Copy out every line of the records below verbatim, changing nothing.

-- Start of TASK INPUTS --

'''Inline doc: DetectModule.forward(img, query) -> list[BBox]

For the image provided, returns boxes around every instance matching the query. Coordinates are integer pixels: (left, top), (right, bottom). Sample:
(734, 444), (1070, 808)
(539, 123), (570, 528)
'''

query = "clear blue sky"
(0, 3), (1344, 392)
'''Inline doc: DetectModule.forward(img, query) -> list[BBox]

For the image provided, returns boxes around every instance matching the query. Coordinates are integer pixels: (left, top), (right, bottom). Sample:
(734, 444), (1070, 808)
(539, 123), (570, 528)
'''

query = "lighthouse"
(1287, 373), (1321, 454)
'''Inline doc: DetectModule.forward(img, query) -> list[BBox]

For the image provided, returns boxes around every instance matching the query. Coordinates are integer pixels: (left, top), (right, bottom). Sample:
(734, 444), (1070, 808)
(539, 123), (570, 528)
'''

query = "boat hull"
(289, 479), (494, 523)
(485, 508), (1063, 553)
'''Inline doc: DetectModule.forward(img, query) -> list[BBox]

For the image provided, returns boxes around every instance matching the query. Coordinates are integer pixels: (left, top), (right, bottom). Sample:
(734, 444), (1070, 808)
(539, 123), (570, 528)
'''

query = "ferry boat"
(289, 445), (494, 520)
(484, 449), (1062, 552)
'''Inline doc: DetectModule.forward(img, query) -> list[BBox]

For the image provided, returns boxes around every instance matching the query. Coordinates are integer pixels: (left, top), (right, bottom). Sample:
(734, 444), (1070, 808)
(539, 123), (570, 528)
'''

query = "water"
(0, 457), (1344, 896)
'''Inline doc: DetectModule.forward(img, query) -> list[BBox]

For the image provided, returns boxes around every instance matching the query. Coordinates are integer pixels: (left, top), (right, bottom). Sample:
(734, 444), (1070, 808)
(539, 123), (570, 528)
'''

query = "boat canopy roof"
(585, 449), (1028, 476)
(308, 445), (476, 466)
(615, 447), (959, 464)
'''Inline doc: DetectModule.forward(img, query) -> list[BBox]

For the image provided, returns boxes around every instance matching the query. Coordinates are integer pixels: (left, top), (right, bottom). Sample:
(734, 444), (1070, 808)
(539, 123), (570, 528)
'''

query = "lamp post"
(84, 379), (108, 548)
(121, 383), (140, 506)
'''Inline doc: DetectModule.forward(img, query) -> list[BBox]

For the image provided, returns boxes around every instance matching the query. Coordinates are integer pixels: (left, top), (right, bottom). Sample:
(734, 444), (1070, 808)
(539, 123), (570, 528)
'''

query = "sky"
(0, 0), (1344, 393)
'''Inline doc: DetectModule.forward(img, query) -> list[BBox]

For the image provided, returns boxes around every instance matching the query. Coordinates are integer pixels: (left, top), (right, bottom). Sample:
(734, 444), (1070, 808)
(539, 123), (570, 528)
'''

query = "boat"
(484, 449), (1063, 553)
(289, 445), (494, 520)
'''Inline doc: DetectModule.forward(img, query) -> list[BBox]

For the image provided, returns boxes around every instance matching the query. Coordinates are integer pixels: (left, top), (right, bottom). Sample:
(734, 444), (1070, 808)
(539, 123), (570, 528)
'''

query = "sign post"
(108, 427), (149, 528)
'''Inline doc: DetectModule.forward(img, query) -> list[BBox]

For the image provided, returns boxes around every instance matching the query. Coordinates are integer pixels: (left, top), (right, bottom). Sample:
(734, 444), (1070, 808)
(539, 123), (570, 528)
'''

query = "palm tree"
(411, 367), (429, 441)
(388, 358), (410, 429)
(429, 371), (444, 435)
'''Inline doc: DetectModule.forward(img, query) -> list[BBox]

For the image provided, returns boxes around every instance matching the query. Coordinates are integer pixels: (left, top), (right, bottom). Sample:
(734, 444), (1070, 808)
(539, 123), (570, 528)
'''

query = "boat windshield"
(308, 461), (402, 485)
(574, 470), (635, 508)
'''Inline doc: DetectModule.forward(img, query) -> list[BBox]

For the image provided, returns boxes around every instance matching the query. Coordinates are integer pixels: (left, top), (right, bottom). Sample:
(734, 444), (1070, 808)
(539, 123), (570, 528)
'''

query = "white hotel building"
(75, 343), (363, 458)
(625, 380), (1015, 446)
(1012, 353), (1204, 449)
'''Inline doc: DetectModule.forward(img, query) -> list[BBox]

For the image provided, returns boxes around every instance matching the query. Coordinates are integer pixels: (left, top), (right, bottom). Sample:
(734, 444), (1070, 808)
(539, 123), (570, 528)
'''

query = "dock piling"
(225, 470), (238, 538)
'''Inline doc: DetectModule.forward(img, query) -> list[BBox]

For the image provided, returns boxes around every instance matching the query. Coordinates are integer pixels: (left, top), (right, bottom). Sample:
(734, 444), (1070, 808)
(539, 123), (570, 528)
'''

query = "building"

-- End of TASK INPUTS --

### SOLUTION
'''Inline doc: DetectModule.forward(img, query) -> list[BBox]

For the image provided, returns boxes around every instance matching the query. Coordinates are integer pixels: (left, top), (right, bottom). Sample:
(734, 444), (1070, 808)
(539, 123), (570, 528)
'''

query = "clear blue sky"
(0, 3), (1344, 392)
'''Inline doc: DetectModule.forward(img, query) -> list[BBox]

For the image provided, returns boxes around every instance matching the query. Coordinates are integer pixels: (left, top), (right, bottom). Sample:
(734, 444), (1070, 808)
(539, 123), (570, 528)
'''

query = "lighthouse"
(1287, 373), (1321, 454)
'''Inline doc: DetectModule.forward(img, query) -> list[BBox]

For the image provided, returns boxes around every instance matching the query. Coordinates are integer pixels: (left, top), (right, bottom). Sample:
(734, 444), (1070, 808)
(539, 123), (570, 528)
'''

query = "boat hull"
(289, 479), (494, 523)
(485, 508), (1063, 553)
'''Inline doc: DetectModule.forward(img, query) -> list[BBox]

For the image provided, returns boxes around every instance matching the query. Coordinates are integer pixels: (left, top), (right, bottom). Sample:
(734, 444), (1070, 808)
(539, 123), (570, 528)
'''

query = "ferry boat"
(289, 445), (494, 520)
(484, 449), (1062, 552)
'''Inline doc: DetectModule.forward(img, query) -> list[BBox]

For the image provided, returns boxes around every instance matching the query. Coordinates are integer pixels: (left, top), (right, bottom). Sample:
(734, 444), (1070, 808)
(539, 123), (570, 528)
'''

query = "water"
(0, 457), (1344, 896)
'''Inline doc: DetectModule.forward(img, query) -> list[BBox]

For the image provided, returns boxes around every instance matching the query. Coordinates are integer pixels: (left, top), (right, bottom). Sample:
(734, 444), (1070, 808)
(539, 123), (570, 528)
'''

query = "boat canopy roof"
(585, 449), (1028, 476)
(308, 445), (476, 466)
(615, 447), (959, 464)
'''Inline doc: DetectModule.forward(img, query) -> list[BBox]

For the image provided, returns boxes around every instance matching the query. Coordinates are integer pixels: (left, top), (right, bottom). Sample:
(734, 444), (1070, 808)
(539, 123), (570, 528)
'''

query = "lamp post"
(84, 379), (108, 548)
(121, 383), (140, 506)
'''Inline doc: DetectModule.forward(img, query) -> list[BBox]

For the image provided, returns boxes around every instance matching the query. Coordinates are integer pixels: (left, top), (right, bottom). Sample:
(734, 444), (1070, 808)
(539, 123), (570, 528)
'''

query = "sky"
(0, 0), (1344, 393)
'''Inline doc: DetectModule.forward(img, query) -> list[BBox]

For the image provided, returns boxes around every instance matching the query. Coordinates are integer pixels: (left, top), (right, bottom). Sample:
(734, 444), (1070, 808)
(539, 123), (570, 528)
'''

query = "boat"
(484, 449), (1063, 553)
(289, 445), (494, 520)
'''Inline doc: DetectModule.forward(img, query) -> list[BBox]

For the image provided, returns boxes around every instance matching the query. Coordinates are integer pixels: (left, top), (right, bottom). Sample:
(734, 444), (1070, 808)
(539, 123), (570, 528)
'''

query = "sign post"
(108, 427), (149, 528)
'''Inline doc: DetectModule.forward(img, query) -> list[BBox]

For the image provided, returns boxes around every instance matching the query. Coordinates are integer pixels: (left, top), (right, bottom). Sample:
(734, 444), (1070, 808)
(539, 123), (570, 528)
'''

query = "palm tree"
(411, 367), (429, 441)
(388, 358), (410, 429)
(429, 371), (444, 435)
'''Inline doc: DetectModule.forward(img, query) -> list[BBox]

For the image provided, returns boxes around every instance matching the query. Coordinates are integer pixels: (left, top), (right, bottom). Sample:
(734, 444), (1070, 808)
(539, 123), (570, 528)
'''

query = "boat windshield"
(308, 461), (402, 485)
(574, 470), (635, 508)
'''Inline doc: DetectModule.forward(img, query) -> list[BBox]

For the image provided, returns boxes around every instance matching the query. Coordinates are integer pixels: (left, top), (right, bottom). Sample:
(734, 444), (1070, 808)
(539, 123), (570, 528)
'''

query = "white hotel building"
(75, 343), (363, 458)
(625, 380), (1015, 446)
(1012, 353), (1204, 449)
'''Inline doc: DetectModule.forward(img, query) -> list[BBox]

For the image provided, returns boxes around every instance matching the query. Coordinates are integer pixels: (left, top), (right, bottom). Sample:
(734, 444), (1070, 808)
(539, 123), (570, 528)
'''

query = "dock piling"
(225, 470), (238, 538)
'''Inline doc: DetectModule.forward(img, query) -> list[BBox]

For the image provided, returns boxes around every instance matching the query. Coordinates are integer pixels: (left, top), (right, bottom). Sample:
(734, 444), (1070, 808)
(539, 123), (570, 528)
'''

query = "building"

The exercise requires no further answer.